Return every entry in full, with no alterations.
____________
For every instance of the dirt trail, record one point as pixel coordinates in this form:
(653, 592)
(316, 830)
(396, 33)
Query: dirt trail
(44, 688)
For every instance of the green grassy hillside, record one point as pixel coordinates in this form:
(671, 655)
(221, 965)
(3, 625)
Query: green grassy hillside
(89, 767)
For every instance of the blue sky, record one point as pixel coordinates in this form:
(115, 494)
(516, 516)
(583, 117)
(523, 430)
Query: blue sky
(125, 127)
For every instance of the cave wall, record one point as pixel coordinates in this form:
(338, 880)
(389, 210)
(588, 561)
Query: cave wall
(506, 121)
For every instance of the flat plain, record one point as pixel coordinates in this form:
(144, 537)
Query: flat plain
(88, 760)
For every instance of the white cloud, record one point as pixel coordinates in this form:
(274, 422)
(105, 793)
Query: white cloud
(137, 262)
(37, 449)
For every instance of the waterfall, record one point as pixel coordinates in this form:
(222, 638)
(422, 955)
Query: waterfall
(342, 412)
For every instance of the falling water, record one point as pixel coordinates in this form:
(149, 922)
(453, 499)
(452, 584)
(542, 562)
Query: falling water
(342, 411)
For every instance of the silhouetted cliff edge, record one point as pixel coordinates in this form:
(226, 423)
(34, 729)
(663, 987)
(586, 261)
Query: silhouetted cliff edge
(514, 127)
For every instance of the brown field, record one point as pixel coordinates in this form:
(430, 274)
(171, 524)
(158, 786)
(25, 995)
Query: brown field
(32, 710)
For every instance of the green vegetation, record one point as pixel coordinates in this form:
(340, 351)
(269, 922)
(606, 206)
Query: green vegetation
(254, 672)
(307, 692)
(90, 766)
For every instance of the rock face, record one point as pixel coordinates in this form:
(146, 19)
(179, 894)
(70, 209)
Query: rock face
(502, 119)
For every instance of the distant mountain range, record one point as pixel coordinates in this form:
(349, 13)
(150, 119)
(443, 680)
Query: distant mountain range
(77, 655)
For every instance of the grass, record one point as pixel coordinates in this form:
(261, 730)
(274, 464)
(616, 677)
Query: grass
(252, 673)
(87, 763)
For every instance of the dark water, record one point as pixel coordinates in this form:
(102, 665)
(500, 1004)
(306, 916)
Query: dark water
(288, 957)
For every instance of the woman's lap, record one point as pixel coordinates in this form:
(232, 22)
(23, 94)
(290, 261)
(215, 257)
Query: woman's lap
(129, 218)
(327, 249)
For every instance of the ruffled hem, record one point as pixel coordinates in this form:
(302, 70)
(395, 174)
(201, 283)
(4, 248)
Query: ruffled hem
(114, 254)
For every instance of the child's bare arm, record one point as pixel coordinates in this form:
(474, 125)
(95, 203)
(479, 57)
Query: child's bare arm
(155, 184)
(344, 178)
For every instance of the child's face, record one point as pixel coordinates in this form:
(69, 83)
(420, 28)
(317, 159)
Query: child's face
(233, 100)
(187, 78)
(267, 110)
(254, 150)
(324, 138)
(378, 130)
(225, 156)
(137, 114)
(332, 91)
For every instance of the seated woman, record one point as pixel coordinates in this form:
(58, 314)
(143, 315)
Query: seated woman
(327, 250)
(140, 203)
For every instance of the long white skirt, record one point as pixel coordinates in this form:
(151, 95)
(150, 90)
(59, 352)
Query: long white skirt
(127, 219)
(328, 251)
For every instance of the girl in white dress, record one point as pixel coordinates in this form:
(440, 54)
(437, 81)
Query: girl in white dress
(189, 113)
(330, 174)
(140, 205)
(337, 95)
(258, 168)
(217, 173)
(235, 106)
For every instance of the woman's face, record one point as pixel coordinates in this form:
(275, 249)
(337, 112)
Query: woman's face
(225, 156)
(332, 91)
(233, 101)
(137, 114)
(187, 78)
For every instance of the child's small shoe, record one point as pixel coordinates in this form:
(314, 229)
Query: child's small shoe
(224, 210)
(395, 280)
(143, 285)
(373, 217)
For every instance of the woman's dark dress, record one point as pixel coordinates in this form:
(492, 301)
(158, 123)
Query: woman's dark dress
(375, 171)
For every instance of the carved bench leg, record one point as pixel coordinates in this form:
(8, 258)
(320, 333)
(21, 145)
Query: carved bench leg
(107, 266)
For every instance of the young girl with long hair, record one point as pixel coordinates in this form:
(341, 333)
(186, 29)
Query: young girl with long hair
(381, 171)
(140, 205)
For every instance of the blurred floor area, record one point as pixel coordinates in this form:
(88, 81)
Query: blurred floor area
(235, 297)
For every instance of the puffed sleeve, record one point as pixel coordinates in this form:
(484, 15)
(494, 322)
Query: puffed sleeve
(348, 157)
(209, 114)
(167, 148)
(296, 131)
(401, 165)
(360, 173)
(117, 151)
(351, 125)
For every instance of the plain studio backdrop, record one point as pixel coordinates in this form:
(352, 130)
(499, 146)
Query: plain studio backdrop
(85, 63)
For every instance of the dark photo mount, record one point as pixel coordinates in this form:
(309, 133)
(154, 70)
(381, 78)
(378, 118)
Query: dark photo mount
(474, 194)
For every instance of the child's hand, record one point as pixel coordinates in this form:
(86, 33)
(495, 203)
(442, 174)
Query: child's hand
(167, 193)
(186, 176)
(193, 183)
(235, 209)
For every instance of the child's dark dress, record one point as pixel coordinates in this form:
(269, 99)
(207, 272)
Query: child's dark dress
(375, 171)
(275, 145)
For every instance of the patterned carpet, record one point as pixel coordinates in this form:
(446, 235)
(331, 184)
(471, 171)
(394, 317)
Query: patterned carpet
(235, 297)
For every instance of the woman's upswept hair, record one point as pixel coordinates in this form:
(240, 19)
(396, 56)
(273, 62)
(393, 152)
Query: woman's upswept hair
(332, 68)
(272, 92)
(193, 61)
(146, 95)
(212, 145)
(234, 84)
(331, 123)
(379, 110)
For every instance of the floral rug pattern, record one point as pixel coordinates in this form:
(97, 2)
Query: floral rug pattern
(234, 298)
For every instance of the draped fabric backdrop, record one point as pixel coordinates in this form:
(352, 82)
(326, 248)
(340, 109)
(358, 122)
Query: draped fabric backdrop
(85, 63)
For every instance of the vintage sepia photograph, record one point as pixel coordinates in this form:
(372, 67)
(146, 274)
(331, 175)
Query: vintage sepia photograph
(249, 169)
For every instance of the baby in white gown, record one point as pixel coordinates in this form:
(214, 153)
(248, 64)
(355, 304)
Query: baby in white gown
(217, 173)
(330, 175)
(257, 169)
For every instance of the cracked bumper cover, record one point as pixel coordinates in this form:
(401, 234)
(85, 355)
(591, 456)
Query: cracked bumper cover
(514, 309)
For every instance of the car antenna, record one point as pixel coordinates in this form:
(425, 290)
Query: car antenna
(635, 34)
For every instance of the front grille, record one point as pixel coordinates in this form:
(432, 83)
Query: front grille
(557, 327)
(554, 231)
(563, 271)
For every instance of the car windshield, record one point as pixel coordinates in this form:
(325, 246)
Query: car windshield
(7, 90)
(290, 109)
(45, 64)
____________
▶ _SOLUTION_:
For every instance of the dirt trail, record one point as pixel coordinates in this form:
(653, 592)
(316, 830)
(396, 33)
Query: dirt trail
(44, 688)
For every instance of the green grassy hillside, record one point as pixel coordinates in this form:
(671, 655)
(221, 965)
(3, 625)
Query: green grassy hillside
(89, 767)
For every instance of the blue sky, record one point as pixel coordinates in this form:
(115, 494)
(516, 516)
(583, 117)
(523, 430)
Query: blue sky
(125, 127)
For every instance of the cave wall, record one point as pixel coordinates in this form:
(338, 880)
(389, 210)
(588, 561)
Query: cave wall
(506, 121)
For every instance of the flat plain, record one point as pixel coordinates in this form:
(144, 537)
Query: flat plain
(88, 760)
For every instance of the white cloud, record one point as pixel coordinates in this form:
(274, 422)
(105, 793)
Query: white cloud
(137, 262)
(37, 449)
For every instance of the waterfall, record one point as pixel coordinates in this form:
(222, 638)
(422, 955)
Query: waterfall
(342, 412)
For every instance of the falling water, record one point as pixel coordinates in this form:
(149, 922)
(453, 499)
(452, 584)
(542, 562)
Query: falling water
(342, 411)
For every instance of the silhouetted cliff edge, record one point as pixel coordinates in this form:
(226, 423)
(34, 729)
(663, 987)
(586, 261)
Query: silhouetted cliff edge
(514, 127)
For every instance of the brown field, record one point as pixel coordinates in this form:
(430, 274)
(171, 524)
(158, 786)
(25, 995)
Query: brown field
(32, 710)
For every instance of the green vegetation, record one point as pixel coordinates in this form:
(340, 351)
(269, 922)
(606, 206)
Query: green vegetation
(254, 672)
(307, 692)
(90, 766)
For every instance of the rock face, record one point as pixel coordinates in this form:
(146, 19)
(179, 894)
(70, 209)
Query: rock face
(502, 119)
For every instance of the distant mountain range, record one point as pixel coordinates in this form:
(349, 13)
(150, 119)
(443, 680)
Query: distant mountain range
(77, 655)
For every instance of the grass, record one point as pixel coordinates in this form:
(261, 730)
(274, 464)
(616, 677)
Query: grass
(252, 673)
(87, 763)
For every instance of the dark water, record one point as pixel coordinates in this form:
(102, 665)
(500, 1004)
(306, 916)
Query: dark water
(288, 957)
For every instance of the woman's lap, record one point as pixel coordinates in this form:
(232, 22)
(23, 94)
(290, 261)
(215, 257)
Query: woman's lap
(129, 218)
(327, 249)
For every instance of the ruffled hem, record one point as pixel coordinates in this form:
(302, 70)
(395, 174)
(201, 283)
(4, 248)
Query: ruffled hem
(114, 254)
For every instance of the child's bare arm, record one point as pixel coordinates in this form:
(474, 125)
(95, 203)
(479, 57)
Query: child's bare arm
(155, 184)
(344, 178)
For every instance of the child's face, record one point as pixel coordinates in this form:
(69, 83)
(420, 28)
(317, 159)
Query: child's face
(233, 100)
(187, 78)
(267, 110)
(254, 150)
(324, 138)
(378, 130)
(225, 156)
(137, 114)
(332, 91)
For every instance of the seated woman, record one point as pixel coordinates in this form:
(58, 314)
(143, 315)
Query: seated woman
(327, 250)
(140, 203)
For every instance of the long white skirt, record one point as pixel coordinates in this form:
(151, 95)
(150, 90)
(59, 352)
Query: long white skirt
(127, 219)
(328, 251)
For every instance of the girl in white dress, record one point as pixel coordinates in this form:
(440, 54)
(437, 81)
Query: girl in white dress
(189, 113)
(330, 174)
(140, 205)
(337, 95)
(258, 168)
(217, 173)
(235, 106)
For every instance of the woman's face, record one point as pixel coordinates in this form:
(275, 249)
(337, 112)
Query: woman's face
(225, 156)
(332, 91)
(233, 101)
(137, 114)
(187, 78)
For every instance of the child's small shoe, record one point as pixel coordinates in this form:
(314, 229)
Query: child's small shoe
(224, 210)
(395, 280)
(143, 285)
(373, 217)
For every instance of the woman's dark dress, record one point as pixel coordinates in this form:
(492, 301)
(158, 123)
Query: woman's dark dress
(375, 171)
For every instance of the carved bench leg, record one point as pixel coordinates in this form:
(8, 258)
(320, 333)
(21, 145)
Query: carved bench leg
(107, 266)
For every instance of the young girl with long hair, record one point as pixel coordinates in this form:
(341, 333)
(186, 29)
Query: young girl with long hair
(381, 171)
(140, 205)
For every instance of the blurred floor area, record one point as pixel coordinates in this form:
(88, 81)
Query: blurred floor area
(235, 297)
For every instance of the puffed sleeve, record one point as pixel coordinates in this form:
(484, 15)
(494, 322)
Query: puffed sleeve
(348, 157)
(209, 114)
(167, 148)
(296, 131)
(401, 165)
(360, 173)
(117, 151)
(351, 125)
For every instance of the plain studio backdrop, record one point as pixel coordinates in this form:
(352, 130)
(499, 146)
Query: plain studio backdrop
(85, 63)
For every instance of the dark photo mount, record one point as pixel coordinates in this form:
(309, 133)
(154, 70)
(381, 78)
(378, 118)
Query: dark photo mount
(474, 194)
For every instance of the child's hand, record one point as pixel coordinates in this form:
(86, 33)
(495, 203)
(442, 174)
Query: child's hand
(167, 193)
(186, 176)
(193, 183)
(235, 209)
For every instance of the child's dark dress, record one point as pixel coordinates in this form:
(269, 99)
(207, 272)
Query: child's dark dress
(375, 171)
(275, 145)
For every instance of the patterned carpet, record one point as pixel coordinates in this form:
(446, 235)
(331, 184)
(471, 171)
(394, 317)
Query: patterned carpet
(235, 297)
For every instance of the woman's upswept hair, record one point as pixel coordinates in this form:
(240, 19)
(396, 56)
(273, 62)
(393, 152)
Query: woman's upswept hair
(332, 68)
(272, 92)
(193, 61)
(146, 95)
(212, 145)
(234, 84)
(331, 123)
(379, 110)
For every instance of the floral rug pattern, record one point as pixel coordinates in this form:
(97, 2)
Query: floral rug pattern
(234, 298)
For every instance of the draped fabric backdrop, record one point as pixel coordinates in this form:
(352, 82)
(326, 248)
(340, 109)
(358, 122)
Query: draped fabric backdrop
(85, 63)
For every instance of the vintage sepia photograph, record one point as pixel coordinates in this form:
(372, 67)
(146, 274)
(331, 175)
Query: vintage sepia photograph
(249, 169)
For every instance of the baby in white gown, record one point as pixel coordinates in this form:
(214, 153)
(248, 64)
(355, 304)
Query: baby in white gown
(217, 173)
(330, 175)
(257, 169)
For every instance of the cracked bumper cover, record one point as pixel coordinates in this form:
(401, 234)
(85, 355)
(591, 456)
Query: cracked bumper cover
(514, 309)
For every instance of the car antenna, record one point as pixel coordinates in this form:
(425, 290)
Query: car antenna
(635, 34)
For every instance of the front grille, record one point as pixel coordinates in this form:
(432, 83)
Query: front grille
(557, 327)
(554, 231)
(563, 271)
For every instance of the car windshield, record one point as pixel coordinates in this form:
(325, 246)
Query: car windshield
(7, 90)
(290, 109)
(45, 64)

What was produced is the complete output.